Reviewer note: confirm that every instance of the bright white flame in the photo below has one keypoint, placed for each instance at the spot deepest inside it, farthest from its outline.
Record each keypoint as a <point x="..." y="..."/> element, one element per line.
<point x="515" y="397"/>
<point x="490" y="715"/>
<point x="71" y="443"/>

──────────────────────────────

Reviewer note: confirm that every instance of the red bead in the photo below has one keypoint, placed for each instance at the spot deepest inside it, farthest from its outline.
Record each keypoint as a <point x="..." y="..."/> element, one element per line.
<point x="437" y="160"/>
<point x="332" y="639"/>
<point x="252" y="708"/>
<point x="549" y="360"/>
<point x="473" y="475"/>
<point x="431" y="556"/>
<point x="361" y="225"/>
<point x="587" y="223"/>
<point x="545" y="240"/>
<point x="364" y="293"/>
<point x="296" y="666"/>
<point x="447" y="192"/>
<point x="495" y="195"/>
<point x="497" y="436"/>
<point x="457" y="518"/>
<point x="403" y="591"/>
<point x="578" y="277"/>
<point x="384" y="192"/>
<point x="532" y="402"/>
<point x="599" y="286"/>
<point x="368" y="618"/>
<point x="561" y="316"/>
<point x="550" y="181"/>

──────────────────────────────

To be done → Count the lines in the material above that contain the word "Reviewer", and give only the number.

Answer to this problem → 2